## What you will do
Collect each line of the listing below that contains the string "window". Uppercase and lowercase letters must match.

## Records for this task
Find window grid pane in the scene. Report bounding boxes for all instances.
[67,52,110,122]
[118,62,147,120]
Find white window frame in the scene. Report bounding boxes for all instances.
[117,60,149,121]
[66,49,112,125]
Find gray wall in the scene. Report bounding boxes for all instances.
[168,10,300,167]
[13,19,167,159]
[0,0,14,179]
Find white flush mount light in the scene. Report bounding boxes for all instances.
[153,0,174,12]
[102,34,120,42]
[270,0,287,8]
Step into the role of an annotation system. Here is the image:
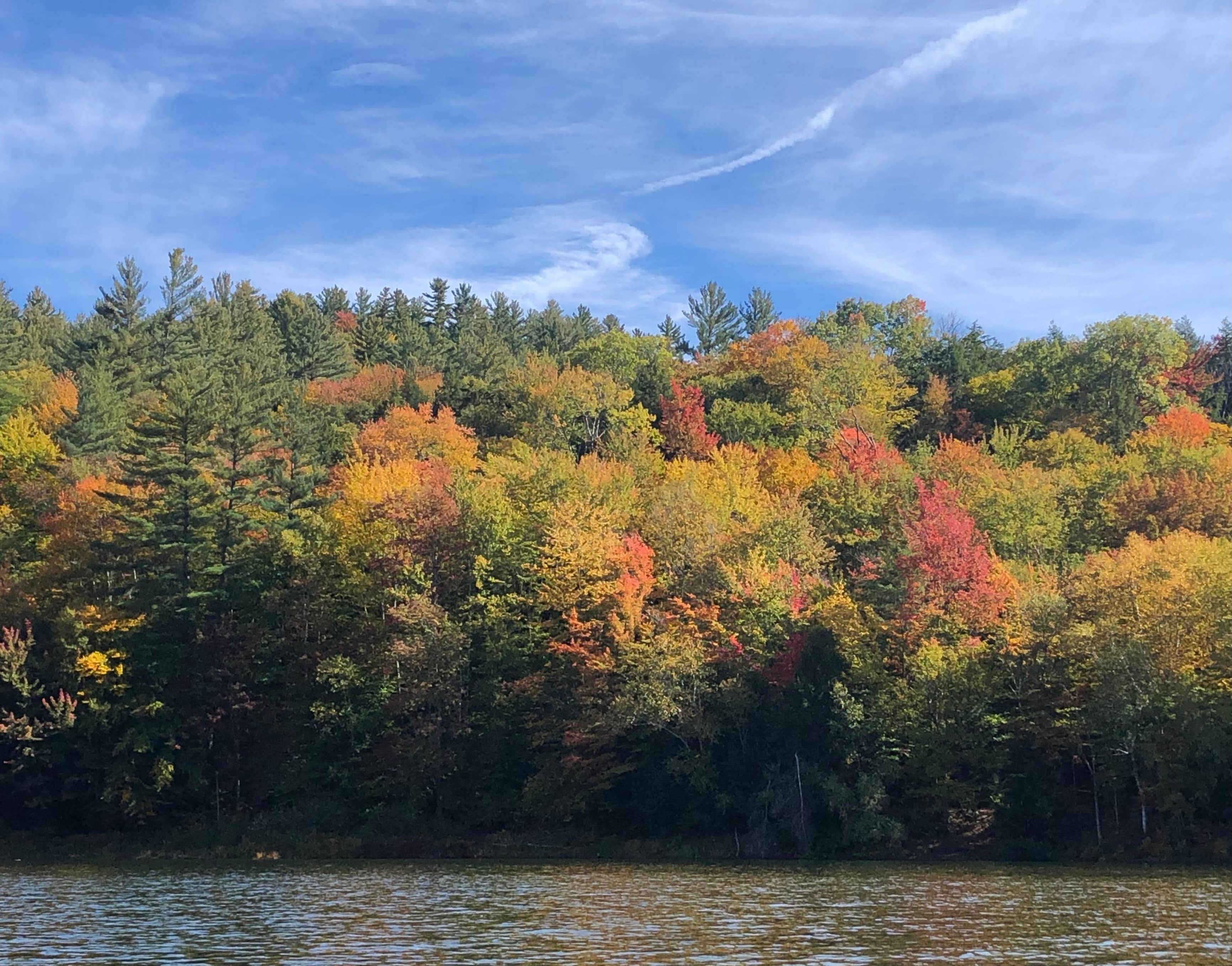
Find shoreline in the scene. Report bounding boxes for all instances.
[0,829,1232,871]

...

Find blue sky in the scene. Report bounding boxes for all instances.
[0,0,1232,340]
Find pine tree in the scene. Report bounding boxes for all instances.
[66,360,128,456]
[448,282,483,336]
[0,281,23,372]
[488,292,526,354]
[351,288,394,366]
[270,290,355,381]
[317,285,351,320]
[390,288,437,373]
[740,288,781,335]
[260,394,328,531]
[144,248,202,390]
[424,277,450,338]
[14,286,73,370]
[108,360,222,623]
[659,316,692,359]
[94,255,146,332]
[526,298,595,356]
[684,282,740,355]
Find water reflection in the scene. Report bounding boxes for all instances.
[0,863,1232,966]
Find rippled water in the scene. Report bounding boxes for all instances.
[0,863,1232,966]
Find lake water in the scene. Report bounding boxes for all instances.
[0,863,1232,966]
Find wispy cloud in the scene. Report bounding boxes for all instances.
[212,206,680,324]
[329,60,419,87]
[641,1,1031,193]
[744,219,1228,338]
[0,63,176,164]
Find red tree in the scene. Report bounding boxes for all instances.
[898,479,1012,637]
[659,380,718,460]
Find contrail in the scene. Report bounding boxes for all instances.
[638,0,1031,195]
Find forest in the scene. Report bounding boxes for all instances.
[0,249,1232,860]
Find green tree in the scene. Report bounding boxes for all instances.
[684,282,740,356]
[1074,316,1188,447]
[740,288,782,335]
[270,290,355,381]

* * *

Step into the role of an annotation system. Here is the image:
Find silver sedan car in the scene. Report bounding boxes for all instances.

## Answer to this task
Find window grid pane in the scene. Report bounding boxes for all instances.
Find white window frame in the scene. Report bounding boxes for all instances.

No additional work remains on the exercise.